* [TASK GOAL]:
Copy out all of the material below, swapping "outline" for "polygon" everywhere it appears and changing nothing else. Leave out the pictures.

* [DATASET]:

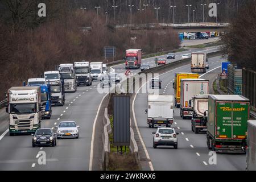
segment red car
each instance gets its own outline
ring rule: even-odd
[[[159,64],[166,64],[166,60],[165,59],[158,59],[158,65]]]

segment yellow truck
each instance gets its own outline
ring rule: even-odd
[[[174,89],[174,103],[176,107],[180,107],[180,80],[184,78],[199,78],[198,73],[175,73],[172,88]]]

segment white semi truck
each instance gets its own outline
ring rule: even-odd
[[[9,133],[34,133],[40,128],[41,88],[40,86],[11,87],[7,92]]]
[[[64,80],[65,92],[76,92],[77,85],[73,64],[60,64],[59,72]]]
[[[191,53],[191,72],[205,73],[208,62],[206,53]]]
[[[171,127],[174,122],[174,96],[148,96],[147,124],[149,127]]]
[[[101,80],[103,73],[102,64],[102,62],[91,62],[90,63],[90,75],[93,80]]]
[[[92,85],[92,77],[90,72],[90,62],[75,62],[74,68],[77,86]]]
[[[192,116],[193,109],[189,106],[192,97],[209,93],[209,80],[186,78],[181,79],[180,81],[180,117],[185,119]]]

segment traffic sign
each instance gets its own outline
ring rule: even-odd
[[[126,76],[129,76],[129,75],[131,75],[131,71],[130,71],[130,69],[127,69],[126,70],[126,71],[125,72],[125,74]]]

* [RESULT FOR THIS EXERCISE]:
segment red car
each instance gets its own polygon
ring rule: even-odd
[[[159,64],[166,64],[166,60],[165,59],[158,59],[158,65]]]

segment yellow truck
each instance gets its own polygon
ring rule: even-odd
[[[174,89],[174,103],[176,107],[180,107],[180,80],[184,78],[199,78],[198,73],[175,73],[172,88]]]

segment white semi truck
each instance gets its own polygon
ring rule: even-odd
[[[9,133],[34,133],[40,128],[41,88],[40,86],[11,87],[7,92]]]
[[[64,80],[65,92],[76,92],[77,85],[73,64],[60,64],[59,72]]]
[[[191,53],[191,72],[205,73],[208,62],[206,53]]]
[[[171,127],[174,122],[174,96],[148,96],[147,124],[149,127]]]
[[[101,80],[103,73],[102,64],[102,62],[91,62],[90,63],[90,75],[93,80]]]
[[[92,85],[92,77],[90,72],[90,62],[75,62],[74,68],[77,86]]]
[[[192,116],[193,109],[189,106],[192,97],[209,93],[209,80],[186,78],[181,79],[180,81],[180,117],[185,119]]]

segment traffic sign
each instance gets its own polygon
ring rule: even-odd
[[[126,76],[129,76],[129,75],[131,75],[131,71],[130,71],[130,69],[127,69],[126,70],[126,71],[125,72],[125,74]]]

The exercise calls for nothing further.